Request:
Repeat the listing in full. Nothing may be added or left out.

___ Exercise materials ___

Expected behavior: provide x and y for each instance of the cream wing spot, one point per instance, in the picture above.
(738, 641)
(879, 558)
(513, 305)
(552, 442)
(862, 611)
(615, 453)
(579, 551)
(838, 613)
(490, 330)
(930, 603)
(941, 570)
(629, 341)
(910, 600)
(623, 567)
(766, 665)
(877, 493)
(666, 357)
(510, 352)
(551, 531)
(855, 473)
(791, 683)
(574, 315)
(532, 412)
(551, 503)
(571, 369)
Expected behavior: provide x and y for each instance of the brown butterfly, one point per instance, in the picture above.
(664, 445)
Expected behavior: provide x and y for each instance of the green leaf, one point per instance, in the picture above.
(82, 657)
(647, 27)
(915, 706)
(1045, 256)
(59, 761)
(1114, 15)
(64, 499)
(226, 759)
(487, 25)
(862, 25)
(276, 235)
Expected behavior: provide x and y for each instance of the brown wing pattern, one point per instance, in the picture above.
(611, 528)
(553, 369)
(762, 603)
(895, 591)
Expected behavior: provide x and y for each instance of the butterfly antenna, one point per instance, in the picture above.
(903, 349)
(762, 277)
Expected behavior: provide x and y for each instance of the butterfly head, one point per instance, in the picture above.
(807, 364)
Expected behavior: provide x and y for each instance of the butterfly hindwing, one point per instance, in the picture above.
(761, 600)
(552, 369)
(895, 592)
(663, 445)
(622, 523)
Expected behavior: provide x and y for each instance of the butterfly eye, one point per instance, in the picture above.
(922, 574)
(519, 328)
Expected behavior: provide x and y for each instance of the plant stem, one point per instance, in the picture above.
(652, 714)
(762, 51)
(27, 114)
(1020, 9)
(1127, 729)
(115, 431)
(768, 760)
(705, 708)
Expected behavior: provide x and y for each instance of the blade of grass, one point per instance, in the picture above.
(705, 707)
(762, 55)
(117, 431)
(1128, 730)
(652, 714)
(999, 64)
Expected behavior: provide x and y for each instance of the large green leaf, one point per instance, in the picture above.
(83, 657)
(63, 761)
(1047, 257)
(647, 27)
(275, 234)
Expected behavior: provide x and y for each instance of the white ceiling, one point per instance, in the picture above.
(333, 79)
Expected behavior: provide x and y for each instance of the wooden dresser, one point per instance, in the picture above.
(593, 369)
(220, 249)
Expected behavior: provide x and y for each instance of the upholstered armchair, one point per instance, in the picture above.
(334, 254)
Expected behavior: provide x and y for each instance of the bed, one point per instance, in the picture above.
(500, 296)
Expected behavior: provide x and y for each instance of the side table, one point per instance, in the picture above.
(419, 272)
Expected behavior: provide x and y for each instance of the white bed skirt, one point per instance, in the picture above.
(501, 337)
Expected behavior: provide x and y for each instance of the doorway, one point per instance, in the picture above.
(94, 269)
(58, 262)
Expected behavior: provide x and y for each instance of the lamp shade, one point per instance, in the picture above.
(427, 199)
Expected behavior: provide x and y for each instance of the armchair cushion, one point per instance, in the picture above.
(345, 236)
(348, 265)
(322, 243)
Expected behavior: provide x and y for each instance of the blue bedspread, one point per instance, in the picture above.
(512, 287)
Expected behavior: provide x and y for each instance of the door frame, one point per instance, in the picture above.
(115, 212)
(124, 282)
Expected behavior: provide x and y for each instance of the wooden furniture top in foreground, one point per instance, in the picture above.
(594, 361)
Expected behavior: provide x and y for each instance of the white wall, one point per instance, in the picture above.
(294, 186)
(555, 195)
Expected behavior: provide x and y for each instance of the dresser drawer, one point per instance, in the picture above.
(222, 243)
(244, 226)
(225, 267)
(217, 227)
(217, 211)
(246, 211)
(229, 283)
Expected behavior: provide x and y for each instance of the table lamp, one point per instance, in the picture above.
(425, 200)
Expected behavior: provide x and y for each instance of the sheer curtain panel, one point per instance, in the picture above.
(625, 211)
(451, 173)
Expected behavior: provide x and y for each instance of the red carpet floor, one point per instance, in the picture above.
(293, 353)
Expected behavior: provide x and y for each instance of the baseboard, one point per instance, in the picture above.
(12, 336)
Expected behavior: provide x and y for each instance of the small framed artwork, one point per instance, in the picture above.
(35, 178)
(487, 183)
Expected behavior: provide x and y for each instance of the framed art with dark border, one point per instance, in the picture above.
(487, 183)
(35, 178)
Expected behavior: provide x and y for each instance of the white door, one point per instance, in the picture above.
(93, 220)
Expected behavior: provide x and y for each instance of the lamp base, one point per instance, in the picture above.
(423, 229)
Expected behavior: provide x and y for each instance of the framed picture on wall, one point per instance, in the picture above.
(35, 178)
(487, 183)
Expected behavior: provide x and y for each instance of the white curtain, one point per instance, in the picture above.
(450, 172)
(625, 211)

___

Exercise result:
Expected behavior: provide x and y for each instance of the cream wing spot, one point per instance, in the picture above.
(738, 641)
(879, 558)
(513, 305)
(552, 442)
(862, 611)
(615, 453)
(579, 551)
(838, 613)
(490, 330)
(930, 603)
(941, 570)
(629, 341)
(910, 600)
(623, 567)
(766, 665)
(877, 493)
(666, 357)
(510, 352)
(551, 531)
(855, 473)
(791, 683)
(574, 315)
(532, 412)
(551, 503)
(571, 369)
Expected behavior: provide x and y for each instance of the brown butterfly, one point per instance, in the picture above.
(664, 445)
Expected behavior: provide x and y for each instance of the green leaf, one point per instance, in the picture above.
(82, 657)
(647, 27)
(915, 706)
(1045, 256)
(59, 761)
(1114, 15)
(64, 499)
(226, 759)
(487, 25)
(862, 25)
(276, 235)
Expected behavior: provide x and y for each instance of the brown wing pattern, one point per instance, in the picture above.
(611, 528)
(553, 369)
(762, 603)
(895, 591)
Expected behavior: provide x and y for each instance of the butterfly antenna, one point per instance, in the picture above.
(903, 349)
(762, 277)
Expected behavior: provide x and y for each instance of the butterfly head, one point per instance, in the picture above.
(807, 364)
Expected behavior: provide x and y for each instance of the butterfly hindwing, one point per instance, in the picture above.
(761, 600)
(552, 369)
(895, 592)
(663, 445)
(622, 523)
Expected behavior: provide x and y for each instance of the butterfly eye, one point per instance, in the picture above.
(922, 574)
(519, 328)
Expected behavior: provide x and y for each instance of the plant stem, one point per instance, in the picture above.
(652, 714)
(762, 51)
(27, 114)
(1020, 9)
(1127, 729)
(115, 431)
(768, 760)
(705, 708)
Expected behavior: provide x and y for each instance of the blade of grass, one point per instance, in the picture above.
(705, 707)
(762, 55)
(117, 431)
(1128, 730)
(652, 714)
(999, 64)
Expected behavior: provide x and y for each instance of the large green leaf, one point per instance, in the picture above.
(83, 657)
(63, 761)
(1047, 257)
(647, 27)
(275, 234)
Expected behavior: provide x and y for each instance of the white ceiling, one point per instance, in the picture above.
(333, 79)
Expected behavior: provide x and y for each instance of the wooden dresser, one point per instance, in the picture above.
(593, 369)
(220, 249)
Expected behavior: provide x and y for each instance of the upholstered armchair, one point per instance, in the picture above.
(334, 254)
Expected behavior: provide x and y for each instance of the bed, one point per instance, in the picture above.
(500, 296)
Expected behavior: provide x and y for each instance of the side table, one point per instance, in the picture above.
(419, 272)
Expected behavior: provide x and y for each instance of the white bed skirt, one point per instance, in the picture above.
(501, 337)
Expected behavior: provide x and y for each instance of the doorway, one point per instance, in the picture above.
(94, 269)
(58, 262)
Expected behavior: provide x and y for each instance of the lamp shade, one point per instance, in the picture above.
(427, 199)
Expected behavior: provide x and y for each instance of the armchair cushion, one point per instance, in the picture above.
(345, 236)
(348, 265)
(322, 243)
Expected behavior: provide x and y for each instance of the blue bedspread, one point per instance, in the picture above.
(512, 287)
Expected behavior: provide x and y for each instance of the door frame, one point per instance, in the picture above.
(115, 212)
(124, 282)
Expected behavior: provide x and y for each instance of the wooden furniture top in foreground, one point per instance, in the picture above.
(594, 361)
Expected behavior: provide x and y for each instance of the white wall, one point per instance, in the picture above.
(294, 186)
(555, 195)
Expected behavior: provide x and y for each instance of the dresser drawer, one point per instance, in the picture above.
(222, 243)
(244, 226)
(225, 267)
(217, 227)
(217, 211)
(246, 211)
(229, 283)
Expected behavior: provide x and y for each instance of the table lamp, one point per instance, in the picture above.
(425, 200)
Expected behavior: provide x and y for each instance of the sheer curtain panel, one point per instance, in the picture above.
(625, 211)
(451, 173)
Expected behavior: provide x and y for each instance of the red carpet floor, one point per instance, in the picture above.
(293, 353)
Expected behavior: provide x and y for each instance of the baseboard, one point per instance, in the picture above.
(12, 336)
Expected behavior: provide x and y for each instance of the small framed artwork, one point per instance, in the picture above.
(35, 178)
(487, 183)
Expected behavior: provide x and y for each instance of the framed art with dark border, one point per instance, in the picture above.
(487, 183)
(35, 178)
Expected behavior: provide x and y for each instance of the white door, one point per instance, in the picture above.
(93, 220)
Expected behavior: provide x and y for each instance of the lamp base, one point per instance, in the picture above.
(423, 229)
Expected behavior: provide x and y for each instance of the framed picture on wall, one point per instance, in the picture above.
(35, 178)
(487, 183)
Expected behavior: provide x and y for each instance of the white curtain, one point per instance, in the picture above.
(450, 172)
(625, 211)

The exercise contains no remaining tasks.